We’re looking forward to introducing you to Elizabeth McIrvin. Check out our conversation below.

Elizabeth, we’re thrilled to have you with us today. Before we jump into your intro and the heart of the interview, let’s start with a bit of an ice breaker: What are you being called to do now, that you may have been afraid of before?
For a long time, I never wanted to merge my two identities: Massage Therapist and Artist. The reasons might be fairly obvious.

When I started performing stand-up comedy at open mics and doing improv in small black box theaters, do you think I was revealing to a bunch of raunchy, perpetually single, incel-type men saturating the comedy scene that I did massage? Heck no. The very few times I did, it went exactly as I suspected. “Do you give happy endings?” Don’t even get me started on that being one of the laziest, unfunniest jokes of all time. I just wasn’t bulletproof enough to take the taunting, which as a comedian, I should have been able to handle; or at least tell myself that these were uneducated fools who didn’t make anyone laugh as hard as they thought they did. I should have carried myself with more confidence in who I was, because looking back, I don’t care what they thought of me at all. I just regret not being myself more.

There was also a real hesitation to share because I wanted to work with these people on sets, not be the one lugging my massage table back to my car after massaging someone in their movie trailer. I really battled with not wanting to use massage therapy to get into doors, but also not risking blocking any.

But after almost a decade of doing that in Los Angeles, it hasn’t served me. I think I might have even missed out on some really big opportunities because I was too intimidated or afraid to simply be who I really am.

Yes, I am a massage therapist, but that’s just one small facet of the thousands of little slivers that make up who I am.
####################
* [EXERCISE SET]:
- a) From the interview with Elizabeth McIrvin, return the passage starting with "There was also" and going on through "I really am.".
- b) Continue Elizabeth McIrvin's interview answer from its last sentence.

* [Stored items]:
####################
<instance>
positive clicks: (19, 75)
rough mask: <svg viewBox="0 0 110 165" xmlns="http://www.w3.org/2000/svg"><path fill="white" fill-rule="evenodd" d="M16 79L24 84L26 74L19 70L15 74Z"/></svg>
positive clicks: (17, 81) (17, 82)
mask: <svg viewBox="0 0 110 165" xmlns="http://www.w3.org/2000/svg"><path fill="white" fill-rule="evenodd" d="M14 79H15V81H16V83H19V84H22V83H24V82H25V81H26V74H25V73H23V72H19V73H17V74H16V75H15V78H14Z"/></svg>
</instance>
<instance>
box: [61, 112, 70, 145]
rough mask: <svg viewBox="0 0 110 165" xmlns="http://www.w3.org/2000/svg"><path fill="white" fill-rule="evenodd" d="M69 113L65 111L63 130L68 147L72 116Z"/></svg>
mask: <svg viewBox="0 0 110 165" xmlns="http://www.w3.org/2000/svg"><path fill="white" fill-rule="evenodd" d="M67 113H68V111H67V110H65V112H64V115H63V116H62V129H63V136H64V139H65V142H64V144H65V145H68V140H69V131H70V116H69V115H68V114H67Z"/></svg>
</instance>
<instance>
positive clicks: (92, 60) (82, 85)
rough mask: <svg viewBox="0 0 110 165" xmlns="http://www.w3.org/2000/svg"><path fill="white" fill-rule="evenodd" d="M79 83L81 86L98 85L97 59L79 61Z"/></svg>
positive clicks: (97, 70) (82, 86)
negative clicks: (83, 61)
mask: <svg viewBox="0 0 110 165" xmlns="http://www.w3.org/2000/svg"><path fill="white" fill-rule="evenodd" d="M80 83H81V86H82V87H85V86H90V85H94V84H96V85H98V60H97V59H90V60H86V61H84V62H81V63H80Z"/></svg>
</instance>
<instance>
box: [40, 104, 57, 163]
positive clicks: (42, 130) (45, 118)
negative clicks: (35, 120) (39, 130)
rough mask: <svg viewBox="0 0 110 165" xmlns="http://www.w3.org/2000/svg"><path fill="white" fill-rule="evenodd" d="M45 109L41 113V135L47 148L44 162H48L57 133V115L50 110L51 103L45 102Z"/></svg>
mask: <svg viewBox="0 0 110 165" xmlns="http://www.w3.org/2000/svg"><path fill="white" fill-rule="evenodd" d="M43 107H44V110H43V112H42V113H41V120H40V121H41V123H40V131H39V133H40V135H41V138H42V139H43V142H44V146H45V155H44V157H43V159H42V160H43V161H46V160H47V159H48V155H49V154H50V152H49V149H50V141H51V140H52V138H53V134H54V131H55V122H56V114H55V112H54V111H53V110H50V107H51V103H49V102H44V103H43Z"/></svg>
####################
* [PER-TASK OUTPUTS]:
- a)
There was also a real hesitation to share because I wanted to work with these people on sets, not be the one lugging my massage table back to my car after massaging someone in their movie trailer. I really battled with not wanting to use massage therapy to get into doors, but also not risking blocking any.

But after almost a decade of doing that in Los Angeles, it hasn’t served me. I think I might have even missed out on some really big opportunities because I was too intimidated or afraid to simply be who I really am.

- b)
Lately, I’ve started realizing that keeping those two sides of myself separate was never protecting me; it was limiting me. The truth is, the artist in me needs the healer in me just as much as the healer needs the artist. My experiences in massage have taught me more about human connection, pain, and resilience than any acting class or comedy workshop ever could. Now, I’m learning to let those worlds overlap, to create from the same hands that heal.

Can you briefly introduce yourself and share what makes you or your brand unique?
My name is Elizabeth McIrvin. I’m a Licensed Massage Therapist working and living in Los Angeles. I’m also the author of the book “Stop Asking Me for a Happy Ending: Soft & Hard Times of a Hollywood Massage Therapist.”

I think what I do best, and what is unique to me as both a person and a healer, is my ability to find. I’m like a muscle detective. If a client wants to get to the bottom of their pain, where it could be coming from, and what they can do about it, I will interview them and talk it through with them. While I’m doing that, I’m massaging and taking notes about what I’m finding on the body, looking at the usual suspects. The left hip doesn’t move as easily as the right, their ankles are slightly swollen, their neck has a hard time moving side to side.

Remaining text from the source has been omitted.